▶ _OBJECTIF_
Modifiez les données en commençant à leur début et en terminant à la ligne qui contient « positive clicks: (128, 337) », cette ligne comprise, en remplaçant « rough mask » par « coarse mask » sans rien changer d'autre. Ne redonnez que ces lignes.
******************************
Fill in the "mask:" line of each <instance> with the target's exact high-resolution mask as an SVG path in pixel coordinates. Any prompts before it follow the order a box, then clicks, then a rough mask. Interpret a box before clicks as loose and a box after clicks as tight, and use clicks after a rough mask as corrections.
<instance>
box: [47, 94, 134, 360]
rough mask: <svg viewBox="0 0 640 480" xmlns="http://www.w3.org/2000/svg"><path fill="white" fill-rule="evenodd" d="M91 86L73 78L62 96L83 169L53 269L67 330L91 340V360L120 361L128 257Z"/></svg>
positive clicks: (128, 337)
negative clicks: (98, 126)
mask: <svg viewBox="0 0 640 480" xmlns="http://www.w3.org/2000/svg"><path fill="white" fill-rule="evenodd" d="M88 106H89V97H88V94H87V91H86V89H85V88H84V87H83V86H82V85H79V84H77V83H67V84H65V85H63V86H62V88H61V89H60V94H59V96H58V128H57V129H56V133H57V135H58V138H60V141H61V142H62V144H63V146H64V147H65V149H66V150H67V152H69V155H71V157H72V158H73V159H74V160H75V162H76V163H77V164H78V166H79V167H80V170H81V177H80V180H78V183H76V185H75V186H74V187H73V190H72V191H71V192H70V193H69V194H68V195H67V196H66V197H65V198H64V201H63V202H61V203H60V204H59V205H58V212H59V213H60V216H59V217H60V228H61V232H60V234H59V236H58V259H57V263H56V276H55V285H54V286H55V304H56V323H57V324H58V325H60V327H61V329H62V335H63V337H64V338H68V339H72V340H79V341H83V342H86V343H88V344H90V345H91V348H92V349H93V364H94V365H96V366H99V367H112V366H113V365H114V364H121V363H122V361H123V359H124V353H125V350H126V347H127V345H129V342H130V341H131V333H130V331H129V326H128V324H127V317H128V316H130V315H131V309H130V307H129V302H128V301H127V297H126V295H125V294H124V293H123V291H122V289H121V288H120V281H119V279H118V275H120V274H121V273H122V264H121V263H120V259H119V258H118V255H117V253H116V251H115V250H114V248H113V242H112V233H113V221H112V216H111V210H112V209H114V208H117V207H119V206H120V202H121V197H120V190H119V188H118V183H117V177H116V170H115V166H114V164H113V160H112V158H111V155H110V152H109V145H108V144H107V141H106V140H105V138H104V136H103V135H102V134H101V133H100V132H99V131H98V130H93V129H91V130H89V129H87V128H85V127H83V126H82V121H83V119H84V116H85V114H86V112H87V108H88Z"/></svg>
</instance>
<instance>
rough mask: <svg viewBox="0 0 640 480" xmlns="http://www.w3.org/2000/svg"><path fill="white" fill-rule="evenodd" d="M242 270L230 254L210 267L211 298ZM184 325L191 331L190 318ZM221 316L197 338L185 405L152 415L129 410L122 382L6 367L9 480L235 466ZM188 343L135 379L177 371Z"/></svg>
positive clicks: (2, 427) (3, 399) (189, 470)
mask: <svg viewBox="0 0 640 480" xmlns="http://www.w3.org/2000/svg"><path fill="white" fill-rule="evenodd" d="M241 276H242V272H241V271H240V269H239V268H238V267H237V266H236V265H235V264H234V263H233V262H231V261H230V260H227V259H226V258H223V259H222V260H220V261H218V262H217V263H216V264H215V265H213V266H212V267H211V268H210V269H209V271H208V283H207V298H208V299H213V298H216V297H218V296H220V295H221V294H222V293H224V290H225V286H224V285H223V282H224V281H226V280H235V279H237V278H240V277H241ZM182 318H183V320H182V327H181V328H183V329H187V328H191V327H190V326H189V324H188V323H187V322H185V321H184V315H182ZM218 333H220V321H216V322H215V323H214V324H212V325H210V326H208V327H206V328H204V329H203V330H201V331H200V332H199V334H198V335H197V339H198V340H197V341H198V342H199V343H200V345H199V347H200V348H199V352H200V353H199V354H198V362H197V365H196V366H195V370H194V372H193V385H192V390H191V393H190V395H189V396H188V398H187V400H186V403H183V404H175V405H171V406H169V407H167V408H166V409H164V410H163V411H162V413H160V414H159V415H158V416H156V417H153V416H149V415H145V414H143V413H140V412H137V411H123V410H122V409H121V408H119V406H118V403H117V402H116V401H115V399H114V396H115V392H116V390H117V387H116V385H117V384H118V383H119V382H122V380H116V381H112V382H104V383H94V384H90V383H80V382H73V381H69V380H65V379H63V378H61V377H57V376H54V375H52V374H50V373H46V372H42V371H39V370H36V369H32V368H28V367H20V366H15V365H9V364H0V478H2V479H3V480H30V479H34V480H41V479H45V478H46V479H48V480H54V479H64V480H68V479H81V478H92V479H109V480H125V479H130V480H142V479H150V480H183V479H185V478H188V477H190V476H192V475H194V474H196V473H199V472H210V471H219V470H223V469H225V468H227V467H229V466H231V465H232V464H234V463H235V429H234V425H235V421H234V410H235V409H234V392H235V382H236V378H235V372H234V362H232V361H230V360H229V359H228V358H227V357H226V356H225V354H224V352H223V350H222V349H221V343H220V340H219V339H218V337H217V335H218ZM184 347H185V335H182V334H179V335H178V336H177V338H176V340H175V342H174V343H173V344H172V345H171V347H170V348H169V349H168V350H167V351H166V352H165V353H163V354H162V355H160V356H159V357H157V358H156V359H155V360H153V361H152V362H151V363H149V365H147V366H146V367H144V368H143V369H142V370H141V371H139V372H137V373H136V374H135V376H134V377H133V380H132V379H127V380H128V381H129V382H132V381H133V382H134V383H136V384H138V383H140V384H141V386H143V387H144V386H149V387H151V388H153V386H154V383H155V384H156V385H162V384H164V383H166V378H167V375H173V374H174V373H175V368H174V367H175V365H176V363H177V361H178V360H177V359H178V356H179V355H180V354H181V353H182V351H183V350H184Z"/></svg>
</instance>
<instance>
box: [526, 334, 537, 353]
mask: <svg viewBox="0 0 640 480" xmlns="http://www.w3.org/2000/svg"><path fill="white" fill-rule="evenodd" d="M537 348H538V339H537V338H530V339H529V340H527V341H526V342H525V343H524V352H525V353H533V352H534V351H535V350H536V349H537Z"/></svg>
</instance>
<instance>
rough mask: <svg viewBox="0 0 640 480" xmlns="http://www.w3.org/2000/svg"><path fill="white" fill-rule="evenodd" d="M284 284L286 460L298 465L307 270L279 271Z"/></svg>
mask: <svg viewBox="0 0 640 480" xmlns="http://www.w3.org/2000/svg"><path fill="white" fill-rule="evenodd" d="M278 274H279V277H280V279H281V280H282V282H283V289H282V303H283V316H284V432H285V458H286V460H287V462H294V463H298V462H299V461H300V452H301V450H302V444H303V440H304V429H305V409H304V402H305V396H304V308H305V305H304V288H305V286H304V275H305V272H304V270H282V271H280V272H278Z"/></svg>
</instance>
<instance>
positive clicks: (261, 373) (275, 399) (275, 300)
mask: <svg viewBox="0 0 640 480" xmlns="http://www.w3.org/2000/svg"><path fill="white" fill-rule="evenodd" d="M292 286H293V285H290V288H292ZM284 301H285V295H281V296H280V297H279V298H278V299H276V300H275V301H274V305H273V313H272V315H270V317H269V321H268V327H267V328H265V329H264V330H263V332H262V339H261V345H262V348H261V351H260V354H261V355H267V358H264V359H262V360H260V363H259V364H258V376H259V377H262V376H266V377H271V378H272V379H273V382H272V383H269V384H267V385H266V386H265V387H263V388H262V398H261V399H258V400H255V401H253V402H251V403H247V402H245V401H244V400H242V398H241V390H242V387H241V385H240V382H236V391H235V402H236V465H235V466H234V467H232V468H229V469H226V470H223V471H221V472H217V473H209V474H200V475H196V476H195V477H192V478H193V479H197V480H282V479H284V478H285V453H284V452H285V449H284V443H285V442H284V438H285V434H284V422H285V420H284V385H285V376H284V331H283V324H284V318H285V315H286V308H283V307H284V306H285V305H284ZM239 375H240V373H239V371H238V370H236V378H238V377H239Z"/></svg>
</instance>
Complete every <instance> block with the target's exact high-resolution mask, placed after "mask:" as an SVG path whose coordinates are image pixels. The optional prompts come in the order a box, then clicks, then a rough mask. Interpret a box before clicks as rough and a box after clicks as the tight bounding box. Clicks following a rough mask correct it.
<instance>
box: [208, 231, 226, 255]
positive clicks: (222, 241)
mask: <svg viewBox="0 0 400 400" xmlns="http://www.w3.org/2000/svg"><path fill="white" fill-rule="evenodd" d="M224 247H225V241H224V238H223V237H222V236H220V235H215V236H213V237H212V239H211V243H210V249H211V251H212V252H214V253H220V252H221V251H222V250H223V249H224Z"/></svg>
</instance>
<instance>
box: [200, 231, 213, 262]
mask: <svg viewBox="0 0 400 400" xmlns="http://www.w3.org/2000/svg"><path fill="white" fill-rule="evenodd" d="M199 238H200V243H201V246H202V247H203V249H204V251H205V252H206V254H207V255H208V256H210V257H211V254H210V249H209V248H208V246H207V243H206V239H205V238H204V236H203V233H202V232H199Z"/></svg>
******************************
▶ _ESPACE RÉPONSE_
Fill in the "mask:" line of each <instance> with the target's exact high-resolution mask as an SVG path in pixel coordinates. Any prompts before it follow the order a box, then clicks, then a coarse mask. Interpret a box before clicks as loose and a box after clicks as tight, and use clicks after a coarse mask as corrections.
<instance>
box: [47, 94, 134, 360]
coarse mask: <svg viewBox="0 0 640 480" xmlns="http://www.w3.org/2000/svg"><path fill="white" fill-rule="evenodd" d="M91 86L73 78L62 96L83 169L53 269L67 330L91 340V360L120 361L128 257Z"/></svg>
positive clicks: (128, 337)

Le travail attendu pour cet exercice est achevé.